● **Data to use**
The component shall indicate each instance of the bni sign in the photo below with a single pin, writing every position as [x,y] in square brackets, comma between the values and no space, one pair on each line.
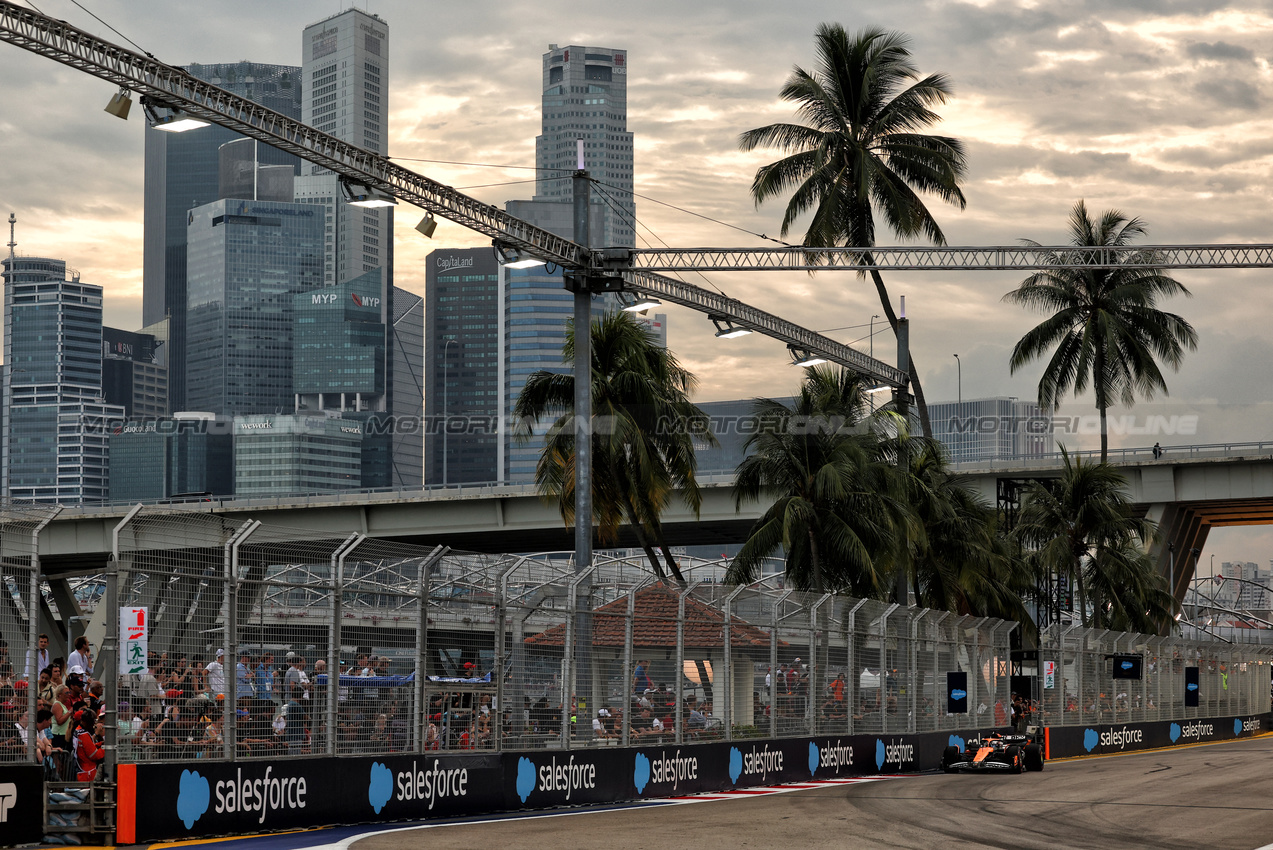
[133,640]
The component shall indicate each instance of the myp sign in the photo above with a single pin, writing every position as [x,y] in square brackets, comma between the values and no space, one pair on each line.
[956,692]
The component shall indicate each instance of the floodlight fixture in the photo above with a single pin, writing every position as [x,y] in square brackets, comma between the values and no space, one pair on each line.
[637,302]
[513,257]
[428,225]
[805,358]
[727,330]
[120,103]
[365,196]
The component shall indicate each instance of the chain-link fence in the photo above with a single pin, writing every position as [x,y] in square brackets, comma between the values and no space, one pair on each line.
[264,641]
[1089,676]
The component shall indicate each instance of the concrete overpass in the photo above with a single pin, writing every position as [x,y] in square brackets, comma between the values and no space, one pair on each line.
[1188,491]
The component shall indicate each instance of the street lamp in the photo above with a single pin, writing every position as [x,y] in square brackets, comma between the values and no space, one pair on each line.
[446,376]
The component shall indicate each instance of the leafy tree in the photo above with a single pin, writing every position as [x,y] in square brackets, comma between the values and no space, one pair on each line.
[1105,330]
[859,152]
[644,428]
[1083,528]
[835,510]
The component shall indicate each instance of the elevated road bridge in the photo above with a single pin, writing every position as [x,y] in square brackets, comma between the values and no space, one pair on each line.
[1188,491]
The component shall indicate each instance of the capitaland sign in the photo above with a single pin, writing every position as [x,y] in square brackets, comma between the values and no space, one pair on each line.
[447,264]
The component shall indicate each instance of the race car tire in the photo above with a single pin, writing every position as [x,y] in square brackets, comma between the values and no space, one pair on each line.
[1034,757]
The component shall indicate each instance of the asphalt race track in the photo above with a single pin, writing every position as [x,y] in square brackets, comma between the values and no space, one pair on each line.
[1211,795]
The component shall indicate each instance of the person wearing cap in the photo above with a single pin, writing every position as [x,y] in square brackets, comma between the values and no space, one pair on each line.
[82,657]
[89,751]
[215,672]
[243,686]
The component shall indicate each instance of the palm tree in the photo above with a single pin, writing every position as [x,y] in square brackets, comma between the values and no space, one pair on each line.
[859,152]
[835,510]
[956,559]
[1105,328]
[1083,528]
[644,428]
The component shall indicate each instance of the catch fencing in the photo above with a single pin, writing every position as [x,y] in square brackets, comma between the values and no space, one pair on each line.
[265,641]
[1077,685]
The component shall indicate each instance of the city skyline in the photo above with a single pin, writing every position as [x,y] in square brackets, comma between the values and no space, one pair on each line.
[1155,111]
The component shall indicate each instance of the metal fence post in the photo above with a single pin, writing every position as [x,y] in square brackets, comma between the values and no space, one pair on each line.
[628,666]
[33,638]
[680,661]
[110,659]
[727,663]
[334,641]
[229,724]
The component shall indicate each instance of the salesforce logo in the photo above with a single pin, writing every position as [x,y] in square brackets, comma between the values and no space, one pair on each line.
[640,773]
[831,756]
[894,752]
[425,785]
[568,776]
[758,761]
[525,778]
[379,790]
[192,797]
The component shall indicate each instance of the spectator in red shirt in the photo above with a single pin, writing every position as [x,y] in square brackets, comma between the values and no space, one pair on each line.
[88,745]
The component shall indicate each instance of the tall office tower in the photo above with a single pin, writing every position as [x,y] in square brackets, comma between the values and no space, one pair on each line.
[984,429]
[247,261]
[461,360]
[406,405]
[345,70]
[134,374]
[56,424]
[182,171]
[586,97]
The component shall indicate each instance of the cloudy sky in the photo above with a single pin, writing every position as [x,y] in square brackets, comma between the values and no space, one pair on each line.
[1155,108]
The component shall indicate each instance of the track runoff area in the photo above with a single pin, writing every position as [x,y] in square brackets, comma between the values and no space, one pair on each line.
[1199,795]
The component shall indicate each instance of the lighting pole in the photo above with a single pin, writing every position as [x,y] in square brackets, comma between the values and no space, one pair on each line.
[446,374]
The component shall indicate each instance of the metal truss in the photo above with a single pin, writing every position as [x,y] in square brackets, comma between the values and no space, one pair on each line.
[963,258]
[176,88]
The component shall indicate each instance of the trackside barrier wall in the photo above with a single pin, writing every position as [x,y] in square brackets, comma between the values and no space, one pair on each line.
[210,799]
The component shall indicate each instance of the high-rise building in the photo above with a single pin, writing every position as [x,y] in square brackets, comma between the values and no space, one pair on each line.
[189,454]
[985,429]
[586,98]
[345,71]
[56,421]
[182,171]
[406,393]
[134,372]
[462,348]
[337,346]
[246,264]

● **Exercise goal**
Your copy must repeat the data word for word and show none of its images.

● **Solution to the problem**
The component shall indicate each instance of the bni sign in the photo below with a single pin, writing every position as [x,y] in square brackets, comma between the values and no space, one pair on each line.
[133,640]
The component shall indicate each instance of the myp sign in the photo above with a single pin, writing every position as [x,y] in square brackets, comma between the values and no space, one pair on each line.
[956,692]
The component shall indicate each instance of the floodlight fixture in the photo above with a single pin, writing every position as [x,y] in square brackets, comma between the values and no space, one pair on each line.
[637,302]
[513,257]
[428,225]
[805,358]
[727,330]
[120,103]
[365,196]
The component shall indicate each instance of the chain-link fence in the photo above with a single pin, writing every position as [x,y] in square brackets, comma between the values and no space, one pair on each line.
[264,641]
[1089,676]
The component shall indicate each instance of the concrete overpass in the photo above with a single pin, writing every position as [x,y] in square brackets, comma between the values and no space, one pair on each line.
[1188,491]
The component shall indicate each instance of the street lamp in the photo above with a single pin, writing every position as [x,y] in square brackets, comma between the values and no space, one pair on each line.
[446,376]
The component shall indicate each instance of the leafy tree in the photo above with a single pin, writing every position as [x,y] in square brackets, comma between the values and no space, one pair on each line.
[1105,330]
[859,152]
[644,428]
[1083,528]
[835,510]
The component shall indicate each instance of the elevated road bridge in the photo above with a single pin, writing every position as [x,y] in square brackets, comma between the values and no space, one pair on each line.
[1188,491]
The component shall indicate each instance of the capitaland sign in the photo above with a single pin, writing every position as [x,y] in square brackets, comma between the values and no space, one pair on each line.
[447,264]
The component shall indicate each instance of the race car tire in the photo above with a single pin, writing every position as [x,y] in square brackets, comma between the values and no space, one pair on each line.
[1034,757]
The component shall indicate each instance of the asphalt race track in the photo above with a single pin, writing every position as [x,y] in square brackets, comma between the values and no space, one pair on each line.
[1211,795]
The component shall indicate each instance of the person wearing cap in the photo above with a single pin, writing every position as [x,y] in square brackets, comma between the values and no space, one pair on each line.
[82,657]
[89,751]
[215,672]
[243,686]
The component shall indicate each instance of the palm tree in the photo above with a single pin, writing every position as [x,y] in square brackets, comma between the values and no space, one pair on each line.
[859,152]
[835,510]
[956,559]
[1105,328]
[1083,528]
[644,428]
The component shall indicate each instance of the catch fencing in the photo above with a single pin, writing every position as [x,y] in square brackets, comma between the values and no space, one pair on each line.
[265,641]
[1077,685]
The component shall indicate each instance of the city skyline in the photo above with a single pin, writing every position as [x,y] in square brackets, comma between the values and no space, one pair on each line.
[1155,111]
The component shall indicate each instance of the metal fence post in the photo above with a single pin, writing every position as [x,y] in square brackets, comma between the values and no space, one pair on each line.
[628,666]
[33,638]
[680,661]
[110,659]
[727,663]
[334,641]
[229,724]
The component shall indicate each instance of the salesforce logo in the photo above with a single pin, writing every position as [x,y] in square brackets, comma between the values and no space, one pair on each line.
[640,773]
[831,756]
[894,752]
[425,785]
[568,776]
[758,761]
[525,778]
[379,790]
[192,797]
The component shall indicate each instance of the spectator in red shirt in the photo above with a single pin, writing every position as [x,y] in square brackets, comma between the values and no space, one pair on each line.
[88,745]
The component shall indicate each instance of the tall office tower in the photo above with a single pin, writing every position as [x,y] in square brackets, comma between the values and no space, one pair on each line.
[984,429]
[247,261]
[461,360]
[406,405]
[345,70]
[134,374]
[56,424]
[182,171]
[586,97]
The component shall indicate each instance of the cloudy sky in the photo above with a single pin, writing every position as [x,y] in square brackets, comma between the values and no space, one pair on each line.
[1155,108]
The component shall indicate each instance of the track runoff area in the photo above with a single pin, writing every position as [x,y] in square brackets, comma between the values and no space, one pair on each line.
[1199,795]
The component shall indicate each instance of the lighting pole in the photo above with a single pin, writing every position as [x,y] in square brackets, comma between the values and no space, one pair on each line.
[446,374]
The component shall indicate each instance of the metal truss in the photo above with a single pin, writing every position as [x,y] in square brackets, comma between the values and no space, one pair on each line.
[963,258]
[176,88]
The component shall indicate each instance of the trackside barrier wall in the photo above with a single pin, writing every position as [x,y] in square brackets, comma between the values and no space, one pair on each line.
[210,799]
The component shall indicate each instance of the high-rise building in the photo above with a single pin, writing every position as [x,y] in square brackets, comma between the values and no space, one pair on each line.
[189,454]
[985,429]
[586,98]
[345,71]
[56,421]
[182,171]
[406,393]
[134,372]
[462,348]
[337,346]
[246,264]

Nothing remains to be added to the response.